═════ MATERIAL FOR THIS EXERCISE

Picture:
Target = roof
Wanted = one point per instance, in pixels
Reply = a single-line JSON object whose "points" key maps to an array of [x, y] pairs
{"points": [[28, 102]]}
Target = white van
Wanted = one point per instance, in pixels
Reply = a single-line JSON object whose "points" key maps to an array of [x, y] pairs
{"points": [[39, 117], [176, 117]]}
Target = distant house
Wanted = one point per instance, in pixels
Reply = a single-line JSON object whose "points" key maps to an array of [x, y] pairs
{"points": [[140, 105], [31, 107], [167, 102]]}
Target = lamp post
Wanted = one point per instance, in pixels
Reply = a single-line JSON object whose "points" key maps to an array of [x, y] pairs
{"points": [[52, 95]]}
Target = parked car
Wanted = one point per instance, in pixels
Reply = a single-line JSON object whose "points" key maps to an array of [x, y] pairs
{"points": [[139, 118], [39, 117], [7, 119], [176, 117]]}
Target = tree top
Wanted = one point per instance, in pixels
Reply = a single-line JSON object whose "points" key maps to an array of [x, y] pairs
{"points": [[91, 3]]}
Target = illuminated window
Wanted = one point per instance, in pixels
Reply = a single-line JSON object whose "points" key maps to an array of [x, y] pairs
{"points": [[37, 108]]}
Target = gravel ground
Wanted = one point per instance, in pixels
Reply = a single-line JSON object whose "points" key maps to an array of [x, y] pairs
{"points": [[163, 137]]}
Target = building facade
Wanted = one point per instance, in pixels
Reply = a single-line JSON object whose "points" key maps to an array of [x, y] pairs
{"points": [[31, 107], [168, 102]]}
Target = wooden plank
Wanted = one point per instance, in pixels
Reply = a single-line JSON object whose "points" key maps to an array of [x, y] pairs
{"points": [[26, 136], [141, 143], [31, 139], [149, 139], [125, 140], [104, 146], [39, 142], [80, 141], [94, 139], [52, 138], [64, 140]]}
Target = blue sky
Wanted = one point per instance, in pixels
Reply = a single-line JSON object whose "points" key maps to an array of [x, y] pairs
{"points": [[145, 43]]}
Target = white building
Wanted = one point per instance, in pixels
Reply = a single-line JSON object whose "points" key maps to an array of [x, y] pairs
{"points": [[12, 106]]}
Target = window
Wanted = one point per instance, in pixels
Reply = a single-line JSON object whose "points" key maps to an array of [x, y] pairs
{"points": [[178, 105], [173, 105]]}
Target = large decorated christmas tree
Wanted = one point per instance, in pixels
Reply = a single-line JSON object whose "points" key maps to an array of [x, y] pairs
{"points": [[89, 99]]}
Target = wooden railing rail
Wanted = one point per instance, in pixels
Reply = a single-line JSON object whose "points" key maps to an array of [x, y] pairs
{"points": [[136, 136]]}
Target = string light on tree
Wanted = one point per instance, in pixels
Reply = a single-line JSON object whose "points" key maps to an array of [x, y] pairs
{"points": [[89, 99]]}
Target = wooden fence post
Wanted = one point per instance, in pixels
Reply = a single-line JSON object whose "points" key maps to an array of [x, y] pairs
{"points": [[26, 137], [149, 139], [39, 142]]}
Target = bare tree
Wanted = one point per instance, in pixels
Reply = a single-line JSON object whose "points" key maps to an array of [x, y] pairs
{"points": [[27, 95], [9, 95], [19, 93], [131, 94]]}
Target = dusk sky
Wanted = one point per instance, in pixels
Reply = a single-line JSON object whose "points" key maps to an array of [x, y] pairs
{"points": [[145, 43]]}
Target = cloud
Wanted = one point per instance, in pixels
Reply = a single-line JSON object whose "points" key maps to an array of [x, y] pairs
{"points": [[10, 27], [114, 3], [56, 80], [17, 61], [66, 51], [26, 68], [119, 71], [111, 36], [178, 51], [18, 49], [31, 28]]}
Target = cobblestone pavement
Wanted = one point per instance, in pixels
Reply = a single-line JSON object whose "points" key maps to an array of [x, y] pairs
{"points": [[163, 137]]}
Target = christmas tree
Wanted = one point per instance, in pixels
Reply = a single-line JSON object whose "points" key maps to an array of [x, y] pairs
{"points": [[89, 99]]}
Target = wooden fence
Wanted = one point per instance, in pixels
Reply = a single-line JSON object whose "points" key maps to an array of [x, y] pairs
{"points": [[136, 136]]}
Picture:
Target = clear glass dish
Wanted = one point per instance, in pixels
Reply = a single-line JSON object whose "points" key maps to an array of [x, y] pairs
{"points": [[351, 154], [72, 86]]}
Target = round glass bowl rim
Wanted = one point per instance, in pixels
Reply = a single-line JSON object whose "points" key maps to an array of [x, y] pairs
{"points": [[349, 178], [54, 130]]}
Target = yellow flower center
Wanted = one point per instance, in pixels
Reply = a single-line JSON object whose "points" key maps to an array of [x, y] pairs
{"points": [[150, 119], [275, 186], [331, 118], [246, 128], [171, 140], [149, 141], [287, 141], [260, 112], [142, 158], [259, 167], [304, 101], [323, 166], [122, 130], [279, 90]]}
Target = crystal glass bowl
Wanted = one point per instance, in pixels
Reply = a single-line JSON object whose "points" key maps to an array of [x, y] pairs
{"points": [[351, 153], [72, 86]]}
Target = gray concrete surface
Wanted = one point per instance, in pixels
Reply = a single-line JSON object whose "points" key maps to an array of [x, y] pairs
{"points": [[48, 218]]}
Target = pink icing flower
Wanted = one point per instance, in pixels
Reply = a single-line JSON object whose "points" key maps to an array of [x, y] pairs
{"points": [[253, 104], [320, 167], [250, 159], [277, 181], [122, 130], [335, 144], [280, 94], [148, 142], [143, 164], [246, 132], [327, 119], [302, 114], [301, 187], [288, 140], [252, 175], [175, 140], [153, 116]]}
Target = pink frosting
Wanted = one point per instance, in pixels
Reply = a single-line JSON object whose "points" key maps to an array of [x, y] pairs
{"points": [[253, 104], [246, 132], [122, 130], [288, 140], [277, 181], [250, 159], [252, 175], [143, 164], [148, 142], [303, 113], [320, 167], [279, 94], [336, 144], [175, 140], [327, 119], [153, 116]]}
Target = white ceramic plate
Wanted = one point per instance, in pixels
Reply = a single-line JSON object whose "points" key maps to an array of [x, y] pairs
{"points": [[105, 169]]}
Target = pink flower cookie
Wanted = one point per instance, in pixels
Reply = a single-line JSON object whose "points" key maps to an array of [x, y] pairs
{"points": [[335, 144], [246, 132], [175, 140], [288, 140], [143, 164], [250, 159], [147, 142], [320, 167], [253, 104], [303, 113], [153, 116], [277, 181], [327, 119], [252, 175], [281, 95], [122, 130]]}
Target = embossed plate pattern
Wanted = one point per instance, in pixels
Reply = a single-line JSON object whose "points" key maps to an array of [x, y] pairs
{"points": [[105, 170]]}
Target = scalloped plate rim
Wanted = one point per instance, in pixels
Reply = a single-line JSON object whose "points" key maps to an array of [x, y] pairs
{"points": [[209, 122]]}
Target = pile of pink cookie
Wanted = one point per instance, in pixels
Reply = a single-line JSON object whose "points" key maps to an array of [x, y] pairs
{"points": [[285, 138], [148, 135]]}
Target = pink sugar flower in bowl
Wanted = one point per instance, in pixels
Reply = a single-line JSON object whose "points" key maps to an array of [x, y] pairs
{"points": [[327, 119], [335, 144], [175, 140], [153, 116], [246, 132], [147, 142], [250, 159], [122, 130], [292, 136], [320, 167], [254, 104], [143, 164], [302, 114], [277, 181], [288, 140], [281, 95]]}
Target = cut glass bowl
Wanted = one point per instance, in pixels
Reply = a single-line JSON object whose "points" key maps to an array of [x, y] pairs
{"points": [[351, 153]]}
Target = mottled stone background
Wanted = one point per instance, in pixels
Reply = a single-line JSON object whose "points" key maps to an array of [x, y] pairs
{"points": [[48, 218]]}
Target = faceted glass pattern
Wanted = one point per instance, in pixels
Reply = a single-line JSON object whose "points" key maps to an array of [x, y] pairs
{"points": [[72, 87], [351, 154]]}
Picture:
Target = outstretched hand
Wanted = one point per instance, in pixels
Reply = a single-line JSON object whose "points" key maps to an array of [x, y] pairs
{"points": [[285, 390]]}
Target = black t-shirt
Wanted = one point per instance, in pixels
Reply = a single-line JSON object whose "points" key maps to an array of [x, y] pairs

══════════

Exact copies of the lines from the start of the data up to the line holding "Target = illuminated window", both included, are all that is needed.

Picture:
Target = roof
Wanted = one point per instance, in pixels
Reply = a single-line JSON object whose "points" key maps to an array of [x, y] pairs
{"points": [[28, 102]]}
Target = white van
Wanted = one point per instance, in pixels
Reply = a single-line JSON object whose "points" key maps to an array of [x, y] pairs
{"points": [[39, 117], [176, 117]]}
Target = distant house
Wanted = one point per instance, in pixels
Reply = a single-line JSON object whose "points" key maps to an array of [x, y] pairs
{"points": [[140, 105], [31, 107], [167, 102]]}
Target = lamp post
Wanted = one point per instance, in pixels
Reply = a single-line JSON object whose "points" key maps to an array of [x, y] pairs
{"points": [[52, 95]]}
Target = parked car
Wanted = one point per instance, in pixels
Reply = a single-line JSON object whose "points" key maps to an array of [x, y] pairs
{"points": [[139, 118], [39, 117], [7, 119], [176, 117]]}
Target = tree top
Wanted = one point per instance, in pixels
Reply = a single-line JSON object whose "points" key maps to an array of [x, y] pairs
{"points": [[91, 3]]}
Target = illuminated window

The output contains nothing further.